■ Tâche donnée A ■
Mettez dans un tableau Markdown les lignes de la liste, du début de la liste jusqu'à la ligne contenant « [[413, 221, 424, 242], [35, 224, 57, 246]] », celle-ci comprise. Utilisez une colonne « N° » pour le numéro de rang et une colonne « Ligne » pour le texte, et omettez les lignes vides.

La croix et le C de PDC (13/07/2020)
Imagine-t-on les Suisses renoncer à leur drapeau carré, frappé d'une croix blanche*? C'est le seul pays à ma connaissance qui affiche franchement le symbole qui est depuis près de deux millénaires et l'est encore pour quelque 2,4 milliards de chrétiens le symbole qui les rattache à la foi en Dieu, en la résurrection d'un homme, son fils, mort sur une croix, car sa bonne nouvelle menaçait l'ordre établi.
Que n'a-t-on pas fait au nom du Christ! La conquête des peuples, ce qui a enrichi les commerçants, y compris ceux qui commerçaient des frères humains. Sans que l'Eglise ni ses clercs, sauf rares exceptions, n'y trouvent rien à redire. Le mariage du glaives et du goupillon n'a que rarement libéré les enfants de Dieu de l'oppression du plus fort, établit la justice, la paix et la fraternité sur terre.
Le goulag ou l'enfer sont les anges déchus des idéologies et des bonnes paroles. Délivre-nous du mal et ne nous laisse pas entrer en tentation...
En ce temps présents d'incertitudes - quel temps ne le fut pas? -, le c évoque plus le corona (qui nous rappelle notre condition de mortel), que le christianisme (qui s'affadit ici) ou le communisme (qui s'est disqualifié dans la pratique) ou le consumérisme (l'idéologie du temps présent) ou - en devenir? - le communalisme (qui enchante les Verts en leurs jardins).
J'ai relu hier l'interview dans la Tribune de Genève de Vincent Maitre, président sortant du PDC genevois (et seul conseiller national PDC romand à n'avoir pas déclaré les revenus qu'il tire des ses participations à des associations et conseils d'administration, dit ce matin Le Courrier, dans une enquête un peu inachevée et décevante sur les liens d'intérêt de nos élus à Berne).
L'abandon du C et donc de la référence chrétienne - entendez catholique** - dans le nom du quatrième ou cinquième parti de Suisse, en discussion au niveau fédéral, est donc un débat sain et utile. Si les valeurs demeurent, poursuit l'élu PDC, l'étiquette peut être adaptée aux humeurs du temps présents. Le PD? pense ainsi attirer plus d'électeurs qu'il ne risque d'en perdre. Pari risqué, mais quel pari ne l'est pas?
Les temps sont-ils mûrs pour une telle mue? Les partisans du PDC se souviendront que ce n'est pas la première fois que leur parti change de nom. Car, au commencement était la République de 1848, celle des libéraux-radicaux, des villes, des commerçants, des gros paysans, des industriels, des prolétaires aussi qui ne se sont jamais trop préoccupés de Dieu ni de ses saints ou avaient, avec le protestantisme, déjà coupé les ponts avec les diktats du clergé et de leur chef, l'évêque de Rome.
Il fallut un certain temps au XIXe siècle pour les catholiques - les ultramontains - gagnent leurs galons de démocrates et de républicains et confinent le pape et ses clercs en leur église. Cependant, il ne s'agissait pas de s'émanciper de la bonne nouvelle, il fallait la transformer en bonnes politiques.

■ Tâche donnée B ■
Indiquez si chacune des affirmations suivantes concorde avec l'extrait choisi, en répondant par oui ou par non et en citant mot pour mot les termes de l'extrait qui tranchent : (i) Vincent Maitre est le président sortant du PDC genevois ; (ii) l'auteur a relu l'interview de Vincent Maitre dans Le Courrier ; (iii) le communisme s'est disqualifié dans la pratique.

■ Extraits de données ■
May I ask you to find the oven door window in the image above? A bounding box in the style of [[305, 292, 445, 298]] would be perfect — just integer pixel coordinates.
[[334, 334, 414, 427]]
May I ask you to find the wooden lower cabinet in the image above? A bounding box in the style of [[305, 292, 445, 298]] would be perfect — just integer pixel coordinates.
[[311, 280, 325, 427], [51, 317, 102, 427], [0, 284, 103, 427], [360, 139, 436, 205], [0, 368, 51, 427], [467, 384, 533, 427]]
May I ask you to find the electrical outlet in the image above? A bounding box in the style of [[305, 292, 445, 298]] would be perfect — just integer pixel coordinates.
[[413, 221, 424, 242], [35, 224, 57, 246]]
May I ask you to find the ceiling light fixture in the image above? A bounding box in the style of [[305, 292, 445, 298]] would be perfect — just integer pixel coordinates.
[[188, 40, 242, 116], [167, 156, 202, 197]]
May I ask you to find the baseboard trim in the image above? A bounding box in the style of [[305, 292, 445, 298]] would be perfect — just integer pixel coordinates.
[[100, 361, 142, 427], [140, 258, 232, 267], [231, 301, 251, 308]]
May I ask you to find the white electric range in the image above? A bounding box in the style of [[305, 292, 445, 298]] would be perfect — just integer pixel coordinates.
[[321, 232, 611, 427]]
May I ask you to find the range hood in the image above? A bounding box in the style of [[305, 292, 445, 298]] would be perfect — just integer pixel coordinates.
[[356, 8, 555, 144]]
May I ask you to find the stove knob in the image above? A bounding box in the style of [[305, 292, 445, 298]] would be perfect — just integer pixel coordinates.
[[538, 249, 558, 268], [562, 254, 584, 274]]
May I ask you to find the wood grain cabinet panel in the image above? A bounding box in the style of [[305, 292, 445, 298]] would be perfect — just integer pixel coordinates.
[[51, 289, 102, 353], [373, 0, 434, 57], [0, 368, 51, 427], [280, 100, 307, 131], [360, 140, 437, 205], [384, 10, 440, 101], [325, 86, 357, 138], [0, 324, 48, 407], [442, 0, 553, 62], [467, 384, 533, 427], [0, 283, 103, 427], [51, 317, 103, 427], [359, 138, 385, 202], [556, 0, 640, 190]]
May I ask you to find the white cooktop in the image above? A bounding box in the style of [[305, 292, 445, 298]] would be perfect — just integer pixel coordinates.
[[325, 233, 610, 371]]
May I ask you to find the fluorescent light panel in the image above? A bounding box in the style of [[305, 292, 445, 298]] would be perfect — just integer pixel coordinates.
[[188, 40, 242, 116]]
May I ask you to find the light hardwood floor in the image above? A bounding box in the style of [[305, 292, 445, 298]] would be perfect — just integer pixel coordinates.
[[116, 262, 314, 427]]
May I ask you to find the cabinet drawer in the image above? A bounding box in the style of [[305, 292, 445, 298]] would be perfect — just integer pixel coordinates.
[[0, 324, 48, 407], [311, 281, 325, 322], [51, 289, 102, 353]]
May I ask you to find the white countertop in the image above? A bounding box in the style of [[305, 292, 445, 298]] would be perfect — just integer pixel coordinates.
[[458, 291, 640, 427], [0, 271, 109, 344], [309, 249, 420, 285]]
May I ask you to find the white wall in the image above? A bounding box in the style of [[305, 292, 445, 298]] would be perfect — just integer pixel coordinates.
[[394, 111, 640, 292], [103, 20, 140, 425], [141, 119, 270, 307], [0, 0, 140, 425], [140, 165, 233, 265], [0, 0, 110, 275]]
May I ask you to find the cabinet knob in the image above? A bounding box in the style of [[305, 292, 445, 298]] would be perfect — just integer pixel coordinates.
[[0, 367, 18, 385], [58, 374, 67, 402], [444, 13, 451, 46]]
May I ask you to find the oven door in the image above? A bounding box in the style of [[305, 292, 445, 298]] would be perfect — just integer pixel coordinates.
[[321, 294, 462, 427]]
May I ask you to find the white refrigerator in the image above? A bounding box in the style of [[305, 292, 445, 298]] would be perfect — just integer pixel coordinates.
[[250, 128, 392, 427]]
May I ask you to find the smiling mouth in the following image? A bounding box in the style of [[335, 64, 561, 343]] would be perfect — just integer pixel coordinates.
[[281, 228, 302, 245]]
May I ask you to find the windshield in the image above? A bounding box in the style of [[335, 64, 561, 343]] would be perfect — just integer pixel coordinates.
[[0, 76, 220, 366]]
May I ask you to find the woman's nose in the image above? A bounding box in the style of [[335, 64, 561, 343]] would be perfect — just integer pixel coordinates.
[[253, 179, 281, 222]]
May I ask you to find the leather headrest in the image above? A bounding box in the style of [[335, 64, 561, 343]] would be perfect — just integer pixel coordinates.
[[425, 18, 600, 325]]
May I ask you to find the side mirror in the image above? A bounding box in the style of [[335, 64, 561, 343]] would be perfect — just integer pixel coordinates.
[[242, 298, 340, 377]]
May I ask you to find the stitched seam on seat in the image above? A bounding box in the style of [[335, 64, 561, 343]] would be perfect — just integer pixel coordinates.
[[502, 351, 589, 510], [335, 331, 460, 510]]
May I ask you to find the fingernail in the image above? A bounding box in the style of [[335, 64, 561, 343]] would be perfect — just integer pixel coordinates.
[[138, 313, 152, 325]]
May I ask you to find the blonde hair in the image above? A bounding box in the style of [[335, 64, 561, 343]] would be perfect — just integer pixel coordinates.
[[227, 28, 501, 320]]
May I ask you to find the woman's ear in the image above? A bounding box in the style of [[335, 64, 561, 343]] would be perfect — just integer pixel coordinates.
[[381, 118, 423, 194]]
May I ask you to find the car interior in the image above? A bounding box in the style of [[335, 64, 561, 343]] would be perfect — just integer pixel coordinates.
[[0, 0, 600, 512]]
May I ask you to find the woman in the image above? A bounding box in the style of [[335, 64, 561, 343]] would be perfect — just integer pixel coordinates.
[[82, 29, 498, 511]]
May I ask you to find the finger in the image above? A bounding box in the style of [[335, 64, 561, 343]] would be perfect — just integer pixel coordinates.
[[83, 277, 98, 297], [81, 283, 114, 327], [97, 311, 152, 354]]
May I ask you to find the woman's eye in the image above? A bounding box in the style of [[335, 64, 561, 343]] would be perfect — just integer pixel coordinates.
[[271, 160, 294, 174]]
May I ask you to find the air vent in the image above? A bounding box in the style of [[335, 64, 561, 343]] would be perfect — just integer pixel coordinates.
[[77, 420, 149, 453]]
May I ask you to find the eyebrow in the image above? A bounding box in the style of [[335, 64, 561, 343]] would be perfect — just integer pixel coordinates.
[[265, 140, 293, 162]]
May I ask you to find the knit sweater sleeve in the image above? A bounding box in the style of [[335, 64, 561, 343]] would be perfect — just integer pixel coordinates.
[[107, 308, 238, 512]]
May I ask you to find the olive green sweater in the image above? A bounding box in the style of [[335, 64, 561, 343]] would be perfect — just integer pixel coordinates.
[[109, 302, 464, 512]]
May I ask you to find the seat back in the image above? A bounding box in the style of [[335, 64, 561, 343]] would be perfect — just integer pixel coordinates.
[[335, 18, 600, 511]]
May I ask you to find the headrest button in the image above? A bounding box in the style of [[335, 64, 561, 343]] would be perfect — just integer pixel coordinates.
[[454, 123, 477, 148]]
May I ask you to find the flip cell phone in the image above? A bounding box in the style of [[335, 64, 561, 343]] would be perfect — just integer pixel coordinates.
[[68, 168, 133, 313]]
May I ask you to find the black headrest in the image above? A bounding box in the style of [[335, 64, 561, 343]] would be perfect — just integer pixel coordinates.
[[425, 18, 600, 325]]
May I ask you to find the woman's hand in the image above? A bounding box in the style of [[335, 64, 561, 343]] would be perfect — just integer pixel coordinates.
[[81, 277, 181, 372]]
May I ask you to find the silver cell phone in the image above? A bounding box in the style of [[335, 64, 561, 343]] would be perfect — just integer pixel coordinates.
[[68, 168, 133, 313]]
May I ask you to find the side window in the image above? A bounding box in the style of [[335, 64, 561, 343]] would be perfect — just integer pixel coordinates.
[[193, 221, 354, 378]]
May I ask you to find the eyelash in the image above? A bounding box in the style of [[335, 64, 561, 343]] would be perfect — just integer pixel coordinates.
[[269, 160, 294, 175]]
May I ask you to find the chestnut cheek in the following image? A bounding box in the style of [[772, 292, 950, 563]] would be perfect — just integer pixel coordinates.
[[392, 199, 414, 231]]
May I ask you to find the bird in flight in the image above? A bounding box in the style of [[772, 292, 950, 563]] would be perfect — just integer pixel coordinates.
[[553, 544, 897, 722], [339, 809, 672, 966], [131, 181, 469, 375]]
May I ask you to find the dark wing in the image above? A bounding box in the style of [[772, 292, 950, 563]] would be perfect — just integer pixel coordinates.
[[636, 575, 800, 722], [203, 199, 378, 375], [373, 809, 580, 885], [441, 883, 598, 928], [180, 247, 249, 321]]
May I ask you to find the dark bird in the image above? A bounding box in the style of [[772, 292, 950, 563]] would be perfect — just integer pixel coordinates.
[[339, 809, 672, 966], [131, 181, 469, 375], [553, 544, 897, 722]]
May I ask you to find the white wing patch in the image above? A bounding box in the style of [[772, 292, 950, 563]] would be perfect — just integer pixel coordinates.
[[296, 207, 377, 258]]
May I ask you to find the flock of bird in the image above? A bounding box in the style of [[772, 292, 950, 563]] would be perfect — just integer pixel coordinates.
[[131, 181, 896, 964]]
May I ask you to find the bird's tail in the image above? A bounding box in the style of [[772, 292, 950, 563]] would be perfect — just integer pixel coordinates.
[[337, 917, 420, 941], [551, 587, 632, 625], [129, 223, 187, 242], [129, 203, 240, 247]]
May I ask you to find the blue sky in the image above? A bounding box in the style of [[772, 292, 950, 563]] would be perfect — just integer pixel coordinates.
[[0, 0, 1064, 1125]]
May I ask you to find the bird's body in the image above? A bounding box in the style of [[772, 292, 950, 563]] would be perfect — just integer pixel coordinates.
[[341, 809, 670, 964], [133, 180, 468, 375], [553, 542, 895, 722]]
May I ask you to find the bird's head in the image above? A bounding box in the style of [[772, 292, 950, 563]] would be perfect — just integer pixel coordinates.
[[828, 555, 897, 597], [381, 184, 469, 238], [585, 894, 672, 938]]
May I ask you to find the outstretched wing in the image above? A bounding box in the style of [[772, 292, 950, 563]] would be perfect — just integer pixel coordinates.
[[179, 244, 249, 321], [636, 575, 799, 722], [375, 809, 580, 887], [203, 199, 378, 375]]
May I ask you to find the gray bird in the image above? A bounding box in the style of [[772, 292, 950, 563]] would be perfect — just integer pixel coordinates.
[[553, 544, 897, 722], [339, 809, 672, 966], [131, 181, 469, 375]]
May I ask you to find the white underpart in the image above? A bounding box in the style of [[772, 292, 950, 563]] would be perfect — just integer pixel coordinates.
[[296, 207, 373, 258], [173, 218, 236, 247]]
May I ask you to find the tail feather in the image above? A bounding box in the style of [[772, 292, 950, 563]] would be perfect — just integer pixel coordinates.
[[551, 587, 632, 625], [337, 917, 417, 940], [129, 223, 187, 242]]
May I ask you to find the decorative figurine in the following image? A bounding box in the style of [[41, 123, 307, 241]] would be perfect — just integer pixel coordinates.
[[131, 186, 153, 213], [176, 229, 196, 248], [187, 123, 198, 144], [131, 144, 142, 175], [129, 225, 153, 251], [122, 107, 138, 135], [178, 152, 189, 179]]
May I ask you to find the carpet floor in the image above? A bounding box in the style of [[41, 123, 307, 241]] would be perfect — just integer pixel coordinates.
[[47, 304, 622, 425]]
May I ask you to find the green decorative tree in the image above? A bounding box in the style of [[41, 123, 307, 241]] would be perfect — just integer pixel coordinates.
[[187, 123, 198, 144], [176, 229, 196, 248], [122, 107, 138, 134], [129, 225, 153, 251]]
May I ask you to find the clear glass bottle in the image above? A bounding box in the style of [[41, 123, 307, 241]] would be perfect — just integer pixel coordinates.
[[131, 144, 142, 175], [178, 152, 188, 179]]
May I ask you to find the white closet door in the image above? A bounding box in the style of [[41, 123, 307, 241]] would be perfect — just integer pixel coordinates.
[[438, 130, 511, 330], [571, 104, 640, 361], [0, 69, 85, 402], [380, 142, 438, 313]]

■ Réponse A ■
| N° | Ligne |
|---|---|
| 1 | May I ask you to find the oven door window in the image above? A bounding box in the style of [[305, 292, 445, 298]] would be perfect — just integer pixel coordinates. |
| 2 | [[334, 334, 414, 427]] |
| 3 | May I ask you to find the wooden lower cabinet in the image above? A bounding box in the style of [[305, 292, 445, 298]] would be perfect — just integer pixel coordinates. |
| 4 | [[311, 280, 325, 427], [51, 317, 102, 427], [0, 284, 103, 427], [360, 139, 436, 205], [0, 368, 51, 427], [467, 384, 533, 427]] |
| 5 | May I ask you to find the electrical outlet in the image above? A bounding box in the style of [[305, 292, 445, 298]] would be perfect — just integer pixel coordinates. |
| 6 | [[413, 221, 424, 242], [35, 224, 57, 246]] |

■ Réponse B ■
(i) Oui : « Vincent Maitre, président sortant du PDC genevois ».
(ii) Non : « J'ai relu hier l'interview dans la Tribune de Genève de Vincent Maitre ».
(iii) Oui : « le communisme (qui s'est disqualifié dans la pratique) ».